Start of Data extract

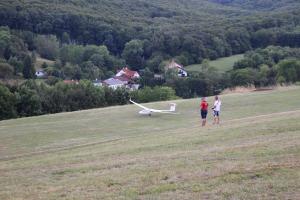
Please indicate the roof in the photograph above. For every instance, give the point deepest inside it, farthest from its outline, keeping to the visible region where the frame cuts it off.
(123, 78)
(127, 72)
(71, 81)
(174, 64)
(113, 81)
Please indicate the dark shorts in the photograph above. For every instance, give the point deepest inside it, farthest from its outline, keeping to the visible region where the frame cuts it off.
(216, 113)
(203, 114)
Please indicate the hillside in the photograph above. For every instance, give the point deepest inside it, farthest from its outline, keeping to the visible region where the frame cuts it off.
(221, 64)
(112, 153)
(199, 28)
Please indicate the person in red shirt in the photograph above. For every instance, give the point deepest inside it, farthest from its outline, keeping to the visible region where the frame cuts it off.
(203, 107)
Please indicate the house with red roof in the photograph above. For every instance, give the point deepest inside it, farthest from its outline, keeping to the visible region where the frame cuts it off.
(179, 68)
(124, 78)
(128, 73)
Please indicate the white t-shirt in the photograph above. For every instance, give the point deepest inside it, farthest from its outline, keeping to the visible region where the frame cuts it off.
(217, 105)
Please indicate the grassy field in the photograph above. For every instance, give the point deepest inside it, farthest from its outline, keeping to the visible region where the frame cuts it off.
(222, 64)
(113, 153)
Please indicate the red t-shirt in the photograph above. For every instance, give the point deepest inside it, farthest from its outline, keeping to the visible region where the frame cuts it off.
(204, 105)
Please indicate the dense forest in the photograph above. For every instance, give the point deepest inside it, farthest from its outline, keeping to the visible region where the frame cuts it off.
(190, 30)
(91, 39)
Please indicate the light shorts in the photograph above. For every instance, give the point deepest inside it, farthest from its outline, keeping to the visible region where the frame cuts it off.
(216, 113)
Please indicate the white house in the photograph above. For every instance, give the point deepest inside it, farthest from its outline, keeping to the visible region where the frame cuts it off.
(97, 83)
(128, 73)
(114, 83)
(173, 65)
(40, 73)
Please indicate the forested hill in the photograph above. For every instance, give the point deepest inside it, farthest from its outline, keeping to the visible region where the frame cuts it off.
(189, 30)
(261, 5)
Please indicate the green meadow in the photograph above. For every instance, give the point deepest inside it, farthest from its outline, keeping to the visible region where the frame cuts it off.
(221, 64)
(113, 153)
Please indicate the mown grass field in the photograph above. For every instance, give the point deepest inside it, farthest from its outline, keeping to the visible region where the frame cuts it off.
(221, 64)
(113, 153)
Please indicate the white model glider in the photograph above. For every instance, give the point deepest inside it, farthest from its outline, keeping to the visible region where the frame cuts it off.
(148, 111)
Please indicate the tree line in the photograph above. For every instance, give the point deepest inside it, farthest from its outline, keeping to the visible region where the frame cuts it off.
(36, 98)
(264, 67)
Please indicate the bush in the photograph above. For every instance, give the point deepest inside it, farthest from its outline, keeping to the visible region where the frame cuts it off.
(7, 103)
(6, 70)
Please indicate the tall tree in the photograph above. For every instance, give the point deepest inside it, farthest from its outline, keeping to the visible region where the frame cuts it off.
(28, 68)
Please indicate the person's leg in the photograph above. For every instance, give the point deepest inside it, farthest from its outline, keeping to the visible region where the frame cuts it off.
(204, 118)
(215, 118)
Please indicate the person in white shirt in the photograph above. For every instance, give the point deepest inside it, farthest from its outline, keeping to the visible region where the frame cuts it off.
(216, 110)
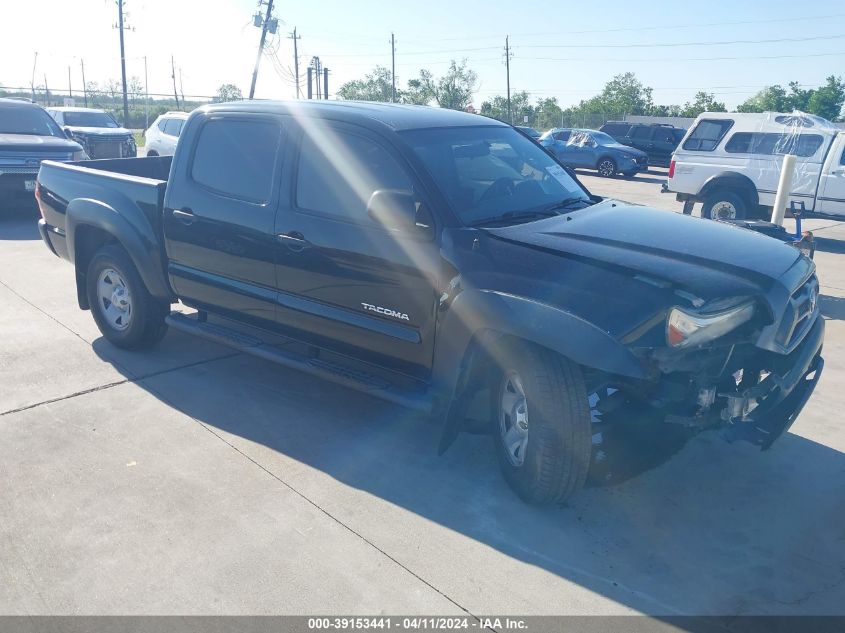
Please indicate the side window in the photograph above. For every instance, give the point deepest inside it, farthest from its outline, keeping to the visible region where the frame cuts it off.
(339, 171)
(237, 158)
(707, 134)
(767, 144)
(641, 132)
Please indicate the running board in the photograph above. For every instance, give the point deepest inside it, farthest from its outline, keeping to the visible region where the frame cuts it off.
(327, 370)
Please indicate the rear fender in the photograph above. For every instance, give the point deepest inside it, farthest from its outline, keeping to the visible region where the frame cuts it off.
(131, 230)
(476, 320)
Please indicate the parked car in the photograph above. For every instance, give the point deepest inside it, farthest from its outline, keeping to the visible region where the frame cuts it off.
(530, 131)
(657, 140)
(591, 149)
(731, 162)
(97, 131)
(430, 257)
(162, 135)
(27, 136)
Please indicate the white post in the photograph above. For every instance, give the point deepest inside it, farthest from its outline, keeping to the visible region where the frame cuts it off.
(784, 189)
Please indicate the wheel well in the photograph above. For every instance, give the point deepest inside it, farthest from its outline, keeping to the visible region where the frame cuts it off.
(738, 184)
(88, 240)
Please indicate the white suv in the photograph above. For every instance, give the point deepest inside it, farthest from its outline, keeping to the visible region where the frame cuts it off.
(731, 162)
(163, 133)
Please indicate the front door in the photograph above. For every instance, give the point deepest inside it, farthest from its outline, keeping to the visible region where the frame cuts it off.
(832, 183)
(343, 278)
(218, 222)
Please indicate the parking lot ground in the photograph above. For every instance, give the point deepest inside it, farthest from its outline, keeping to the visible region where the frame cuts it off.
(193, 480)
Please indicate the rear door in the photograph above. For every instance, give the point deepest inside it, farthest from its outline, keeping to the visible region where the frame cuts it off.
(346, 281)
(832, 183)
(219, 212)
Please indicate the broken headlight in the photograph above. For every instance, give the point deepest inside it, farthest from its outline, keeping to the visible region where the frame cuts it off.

End of Data extract

§ **Assignment**: In full and without error, repeat the listing above, omitting its images.

§ **Response to this task**:
Please indicate the roof in the photograph above. For every instance, give the point deepest inside it, farthest from its outline, keeping to the visible region where the frame cuts it off.
(123, 78)
(127, 72)
(71, 81)
(174, 64)
(113, 81)
Please indicate the dark shorts in the photograph above. For every instance, give the point deepest inside it, farthest from its outline, keeping to the visible region where the frame cuts it off.
(216, 113)
(203, 114)
Please indicate the hillside in the photograph above. For every instance, give the point deepest inside it, farthest from its outline, keeping to the visible region where the frame cuts it off.
(221, 64)
(112, 153)
(199, 28)
Please indicate the person in red shirt in the photograph above. For every instance, give the point deepest inside it, farthest from its outline, keeping to the visible region where the frame cuts it off.
(203, 107)
Please indicate the house with red roof in the photograph above. For every instance, give the point deepest inside it, farthest from its outline, keeping to the visible region where the frame cuts it off.
(179, 68)
(124, 78)
(128, 73)
Please indicate the white t-shirt in the photograph above. For every instance, give the point deepest inside it, farthest from its outline, keeping to the visible region where the frame cuts it off.
(217, 105)
Please indicate the grassy field in the photograph above. For every instance, give the point deepest inside it, farthest from its outline, keeping to the visible region where the frame cuts it off.
(222, 64)
(113, 153)
Please indicate the red t-shirt in the photograph above. For every instance, give the point deepest inside it, farthest from its outline, keeping to the visible region where the frame cuts it off.
(204, 105)
Please indicate the dense forest in the photograph above. For every instance, give the point deepest inside it, farthest from its outline, keeping to the visible region where the frame cuts it off.
(190, 30)
(91, 39)
Please indicate the light shorts in the photograph above. For every instance, give the point deepest inside it, farthest from its outline, keeping to the visible region where the frame cuts it off.
(216, 113)
Please indicate the white house in the photograph above. For every instance, give the point deepest inside it, farthest from its outline, keeping to the visible region where the frame cuts it off.
(97, 83)
(128, 73)
(114, 83)
(173, 65)
(40, 73)
Please indicate the forested hill in the photograph above. For every instance, give the point deepest inside it, farthest from its outline, keeping to the visible region where the frame cuts it off.
(189, 30)
(261, 5)
Please indicate the green meadow in the photograph above. For every instance, give the point deepest inside it, farthest from its outline, keeping to the visible region where the frame cuts it off.
(221, 64)
(113, 153)
Please indicate the mown grass field in the photograph above. For every instance, give the point deepest inside it, farthest from its outline, keeping to the visible region where the frame cuts it off.
(221, 64)
(113, 153)
Please indicate the white model glider in the photograph above. For every instance, give the point deepest inside it, farthest from its outline, keeping to the visible region where the frame cuts it off.
(148, 111)
Please indicate the tree line in the photograph above. For every instance, give the point deepest inside it, farthest from its outline, keeping to the visible region where the frame cuts it off.
(36, 98)
(264, 67)
Please indicate the bush in the photograph above. For every instance, give the point deepest inside it, farthest from its outline, keeping to the visible region where the frame cuts it off.
(7, 103)
(6, 70)
Please indicate the tall tree in the photograph above. For every instance, give the point deepest inside it, farthest from its outline, keeping to the visible region where the frame cuts it off.
(28, 68)
Please indicate the person's leg in the photograph above. For every instance, give the point deepest inside it, farthest from its outline, keeping to the visible region where the frame cuts it off.
(204, 118)
(215, 118)
Please indicate the person in white shirt in the photograph above. For every instance, give the point deepest inside it, farthest from its outline, keeping to the visible region where the frame cuts it off.
(216, 110)
Please indicate the side window in the photograph above. For every instance, give the point deepest inside it, farthest from its outline, keeping to the visible region where the frame cuts it off.
(339, 171)
(237, 158)
(707, 134)
(767, 144)
(641, 132)
Please indicate the running board in the photograph above. For every instance, give the point deepest inside it, farthest from its outline, keeping to the visible region where the frame cuts it off.
(327, 370)
Please indicate the rear fender in the photograph above. For every instance, give the point deepest inside it, farthest from its outline, keeping to the visible region where the frame cuts it off.
(131, 230)
(476, 320)
Please indicate the parked car in the photograph above. For every instance, give the point deepest inside it, farthest from its outline, keeping to the visible region where the frame cuts it off.
(530, 131)
(657, 140)
(591, 149)
(731, 162)
(97, 131)
(430, 257)
(162, 135)
(27, 136)
Please indicate the white post in the photograph above. For every instance, give the point deepest inside it, farthest from its outline, keeping to the visible region where the frame cuts it off.
(784, 189)
Please indicate the wheel well in the photograph above. For every instance, give the point deepest inside it, farthest from its outline, keeping to the visible region where the frame cuts it off.
(738, 184)
(88, 240)
Please indicate the white suv in the photograph above. For every instance, give the point deepest inside it, farthest from its outline, keeping to the visible region where the frame cuts it off.
(731, 162)
(163, 133)
Please indicate the front door in the photograph above. For every instance, give the point deepest inside it, farthest from its outline, keeping to the visible region where the frame cuts it off.
(832, 183)
(343, 278)
(218, 222)
Please indicate the parking lot ground in the photograph above. For every instance, give the point deepest inside it, farthest from its outline, keeping to the visible region where the frame cuts it off.
(193, 480)
Please indicate the rear door in the photograph above. For every instance, give the point deepest inside it, farthest from its outline, keeping to the visible region where the frame cuts it off.
(346, 281)
(832, 183)
(219, 212)
Please indicate the broken headlight in the photograph above. For every instance, give the point deepest inside it, farthest from its outline, keeping to the visible region where the frame cuts it off.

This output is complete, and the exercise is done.